> **STATED PROBLEM 1**
In the forum thread, what location does the poster markelis list?
> **STATED PROBLEM 2**
From the forum thread, pull the passage starting with "All Down The Line The" and going on through "thems the breaks!".

> **DOCUMENT**
........

The Kinks - Album by Album (song by song)

Discussion in 'Music Corner' started by mark winstanley, Apr 4, 2021.

  1. All Down The Line

    All Down The Line The Under Asst East Coast White Label Promo Man

    Location:
    Australia
    Doing The Best For You

    I like Dave's softer singing here and the song appears to be higher on the scale of concision and structure which is great though i concur that that synth riff may take more getting used to.
    Prefer the solo guitar work here but it is way to short, thems the breaks!
     
  2. markelis

    markelis Forum Resident

    Location:
    Miami Beach FL
    This is tricky. Right now I am in such a “Kinks and only Kinks“ mode that I’m going to have trouble approaching this album with the open mind it’s going to clearly require. It’s not the kinks, it’s Dave solo. It’s not going to sound like the kinks, or why would he bother doing a solo album? But I WANT it to sound like the kinks and that’s the problem. I am measuring each one of the songs on this album to see if it would fit on my Kinks playlist for the Arista era.

    I love Dave’s work within the kinks, but I don’t envision I would make a separate Dave Davies playlist, because a bit like Will Farrell, he is great in small doses. Maybe a better analogy would be Keith Richards. I love the Stone. I love when Keith Richards sings a song (or even sometimes two) on a stones album. But every time I make a Keith Richards playlist, I never play it, probably because I would rather hear the stones.

    I’m not going to opine yet on today’s two songs. I need a bit more time with them. I like the guitar work in the first one, though I haven’t yet got a feel for what he’s trying to achieve song-wise. It needs a few more plays to see if it crystallizes into a “song”.

    The second song sounds pretty good so far actually. I guess, like our fearless leader, the 80s sound doesn’t bother me. I hear the icey sounding synths and I just think, Aldo Nova, Foreigner, Journey. And I think to myself, why wouldn’t Dave try to incorporate that sound at that time? He is a guitar hero and if he’s going to do a solo album, he should do guitar heroics, and if he wants to be accepted by the masses as a guitar hero, why not incorporate his guitar heroics into the current song styles of the era.

........

> **DATASET EXTRACT**
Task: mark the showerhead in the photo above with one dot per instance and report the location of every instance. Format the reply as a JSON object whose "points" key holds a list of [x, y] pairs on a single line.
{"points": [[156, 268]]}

........

> **EXPECTED OUTPUT 1**
Miami Beach FL

> **EXPECTED OUTPUT 2**
All Down The Line The Under Asst East Coast White Label Promo Man

    Location:
    Australia
    Doing The Best For You

    I like Dave's softer singing here and the song appears to be higher on the scale of concision and structure which is great though i concur that that synth riff may take more getting used to.
    Prefer the solo guitar work here but it is way to short, thems the breaks!